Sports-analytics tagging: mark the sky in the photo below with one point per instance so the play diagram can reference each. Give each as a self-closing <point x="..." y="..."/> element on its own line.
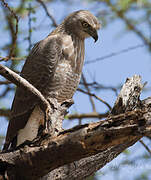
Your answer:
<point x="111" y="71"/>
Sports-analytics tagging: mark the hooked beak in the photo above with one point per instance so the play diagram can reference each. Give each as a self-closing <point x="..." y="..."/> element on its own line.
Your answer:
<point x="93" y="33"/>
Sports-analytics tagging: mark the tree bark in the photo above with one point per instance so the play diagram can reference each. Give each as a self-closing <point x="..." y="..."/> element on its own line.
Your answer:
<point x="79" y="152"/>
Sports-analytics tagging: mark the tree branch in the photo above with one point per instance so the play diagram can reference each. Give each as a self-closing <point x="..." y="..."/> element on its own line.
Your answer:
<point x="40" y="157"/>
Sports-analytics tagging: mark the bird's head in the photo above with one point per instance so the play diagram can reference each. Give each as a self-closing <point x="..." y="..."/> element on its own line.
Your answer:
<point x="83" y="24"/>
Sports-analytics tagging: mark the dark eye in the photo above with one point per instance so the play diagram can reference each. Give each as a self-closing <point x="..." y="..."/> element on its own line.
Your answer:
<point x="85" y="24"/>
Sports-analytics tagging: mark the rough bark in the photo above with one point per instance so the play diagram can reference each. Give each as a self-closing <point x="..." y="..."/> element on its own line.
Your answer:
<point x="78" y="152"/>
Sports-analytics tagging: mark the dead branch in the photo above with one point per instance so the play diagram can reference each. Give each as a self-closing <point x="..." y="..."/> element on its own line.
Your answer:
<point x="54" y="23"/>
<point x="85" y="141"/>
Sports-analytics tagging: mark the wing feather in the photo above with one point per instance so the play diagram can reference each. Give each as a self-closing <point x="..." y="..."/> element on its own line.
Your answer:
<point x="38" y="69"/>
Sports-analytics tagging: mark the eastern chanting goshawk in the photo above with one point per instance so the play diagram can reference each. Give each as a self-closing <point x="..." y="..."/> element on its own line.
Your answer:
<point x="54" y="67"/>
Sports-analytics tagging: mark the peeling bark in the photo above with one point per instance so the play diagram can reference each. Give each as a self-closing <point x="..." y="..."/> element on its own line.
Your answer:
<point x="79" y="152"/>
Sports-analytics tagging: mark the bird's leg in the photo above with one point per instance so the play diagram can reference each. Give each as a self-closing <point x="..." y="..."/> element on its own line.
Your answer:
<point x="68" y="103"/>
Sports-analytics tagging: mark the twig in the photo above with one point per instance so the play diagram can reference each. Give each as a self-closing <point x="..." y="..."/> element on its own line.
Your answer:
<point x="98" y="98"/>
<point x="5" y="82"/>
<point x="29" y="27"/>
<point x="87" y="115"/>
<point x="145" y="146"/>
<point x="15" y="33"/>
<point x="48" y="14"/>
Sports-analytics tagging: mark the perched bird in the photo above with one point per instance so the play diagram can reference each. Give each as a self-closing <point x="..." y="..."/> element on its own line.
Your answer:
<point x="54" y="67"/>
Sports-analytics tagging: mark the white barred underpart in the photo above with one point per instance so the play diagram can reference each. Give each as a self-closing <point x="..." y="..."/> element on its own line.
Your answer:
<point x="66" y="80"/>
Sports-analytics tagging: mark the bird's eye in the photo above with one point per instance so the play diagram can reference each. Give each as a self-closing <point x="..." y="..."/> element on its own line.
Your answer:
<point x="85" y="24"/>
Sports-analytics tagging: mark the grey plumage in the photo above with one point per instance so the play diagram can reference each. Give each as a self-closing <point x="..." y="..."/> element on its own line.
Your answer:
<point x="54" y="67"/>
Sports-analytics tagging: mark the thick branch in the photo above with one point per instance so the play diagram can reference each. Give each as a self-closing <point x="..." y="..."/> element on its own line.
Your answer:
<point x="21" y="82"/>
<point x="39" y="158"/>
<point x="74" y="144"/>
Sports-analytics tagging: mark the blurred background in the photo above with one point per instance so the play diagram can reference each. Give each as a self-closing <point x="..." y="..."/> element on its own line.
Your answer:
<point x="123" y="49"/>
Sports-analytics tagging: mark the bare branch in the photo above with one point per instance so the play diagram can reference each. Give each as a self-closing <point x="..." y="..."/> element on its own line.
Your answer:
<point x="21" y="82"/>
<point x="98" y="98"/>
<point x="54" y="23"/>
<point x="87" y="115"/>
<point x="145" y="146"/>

----

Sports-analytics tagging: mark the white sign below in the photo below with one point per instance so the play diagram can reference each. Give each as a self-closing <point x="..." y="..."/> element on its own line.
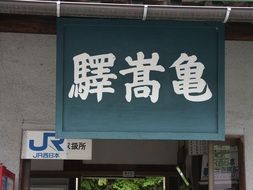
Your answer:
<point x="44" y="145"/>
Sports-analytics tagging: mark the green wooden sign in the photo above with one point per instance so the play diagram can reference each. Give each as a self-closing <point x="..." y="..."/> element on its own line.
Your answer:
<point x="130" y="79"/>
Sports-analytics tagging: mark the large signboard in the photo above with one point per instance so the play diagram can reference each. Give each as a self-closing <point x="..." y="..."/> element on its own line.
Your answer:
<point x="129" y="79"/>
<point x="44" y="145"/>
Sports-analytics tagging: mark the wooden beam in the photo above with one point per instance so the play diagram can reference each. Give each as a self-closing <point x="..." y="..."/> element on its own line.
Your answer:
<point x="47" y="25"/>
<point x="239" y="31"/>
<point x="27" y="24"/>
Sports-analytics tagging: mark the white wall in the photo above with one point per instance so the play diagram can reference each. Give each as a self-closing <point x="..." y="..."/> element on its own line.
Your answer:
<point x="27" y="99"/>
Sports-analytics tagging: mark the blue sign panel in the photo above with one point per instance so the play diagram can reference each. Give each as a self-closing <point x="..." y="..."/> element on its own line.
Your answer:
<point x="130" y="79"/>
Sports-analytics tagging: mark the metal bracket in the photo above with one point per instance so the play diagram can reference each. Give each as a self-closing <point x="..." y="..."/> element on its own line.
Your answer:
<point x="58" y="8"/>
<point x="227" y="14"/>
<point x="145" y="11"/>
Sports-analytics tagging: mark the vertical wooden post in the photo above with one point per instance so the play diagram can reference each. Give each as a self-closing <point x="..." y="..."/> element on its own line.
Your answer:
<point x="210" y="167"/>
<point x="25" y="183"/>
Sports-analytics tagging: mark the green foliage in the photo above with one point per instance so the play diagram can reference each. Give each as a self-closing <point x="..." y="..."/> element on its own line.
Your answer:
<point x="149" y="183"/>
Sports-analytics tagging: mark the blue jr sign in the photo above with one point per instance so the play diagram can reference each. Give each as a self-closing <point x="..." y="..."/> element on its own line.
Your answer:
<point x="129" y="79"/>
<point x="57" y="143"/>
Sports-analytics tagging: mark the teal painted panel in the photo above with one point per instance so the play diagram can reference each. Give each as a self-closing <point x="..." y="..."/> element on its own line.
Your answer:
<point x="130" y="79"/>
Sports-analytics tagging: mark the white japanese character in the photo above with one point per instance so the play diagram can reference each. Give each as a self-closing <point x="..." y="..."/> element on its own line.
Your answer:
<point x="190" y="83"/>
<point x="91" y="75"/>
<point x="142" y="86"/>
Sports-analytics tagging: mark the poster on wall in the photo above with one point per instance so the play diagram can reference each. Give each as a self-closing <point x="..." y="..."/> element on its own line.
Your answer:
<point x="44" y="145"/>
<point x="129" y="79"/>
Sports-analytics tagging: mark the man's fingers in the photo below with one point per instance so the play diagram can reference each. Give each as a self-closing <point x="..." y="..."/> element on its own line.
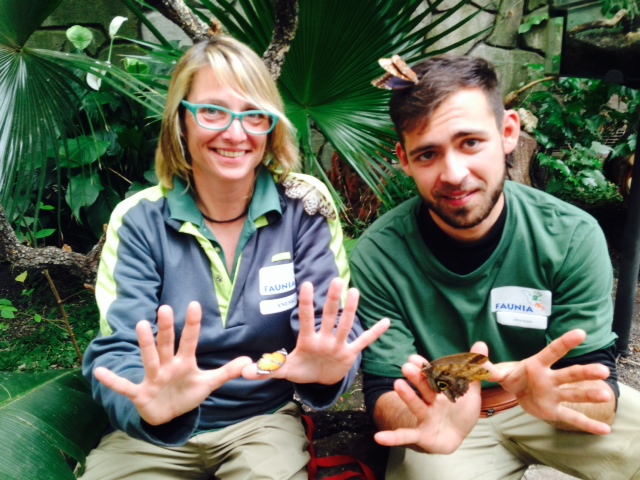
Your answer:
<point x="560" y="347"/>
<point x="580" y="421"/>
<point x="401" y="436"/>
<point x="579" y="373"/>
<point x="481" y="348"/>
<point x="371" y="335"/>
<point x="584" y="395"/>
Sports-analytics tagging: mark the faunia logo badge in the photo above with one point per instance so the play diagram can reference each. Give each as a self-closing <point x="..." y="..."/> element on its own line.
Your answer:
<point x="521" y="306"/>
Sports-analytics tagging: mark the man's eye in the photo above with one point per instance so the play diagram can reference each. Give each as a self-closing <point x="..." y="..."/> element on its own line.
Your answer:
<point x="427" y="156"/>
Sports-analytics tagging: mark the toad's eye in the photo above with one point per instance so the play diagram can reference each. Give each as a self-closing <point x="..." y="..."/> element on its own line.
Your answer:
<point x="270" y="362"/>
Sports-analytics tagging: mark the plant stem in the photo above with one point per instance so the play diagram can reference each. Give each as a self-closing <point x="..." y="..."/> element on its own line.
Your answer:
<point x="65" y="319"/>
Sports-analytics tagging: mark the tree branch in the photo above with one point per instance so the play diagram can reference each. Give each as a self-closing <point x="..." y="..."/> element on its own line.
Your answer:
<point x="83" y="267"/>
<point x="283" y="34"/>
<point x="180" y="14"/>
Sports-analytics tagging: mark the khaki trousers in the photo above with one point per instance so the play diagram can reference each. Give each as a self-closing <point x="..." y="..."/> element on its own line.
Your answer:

----

■ **Requirements**: Return every line of the records above that contains the word "twig", copying each line in full.

■ **Task result**:
Sports-analytics tagging: mark the twig in the photo above with one point per instance so the play diagram can reference each. Give each as a self-closing <point x="..." y="..."/> element on its own line.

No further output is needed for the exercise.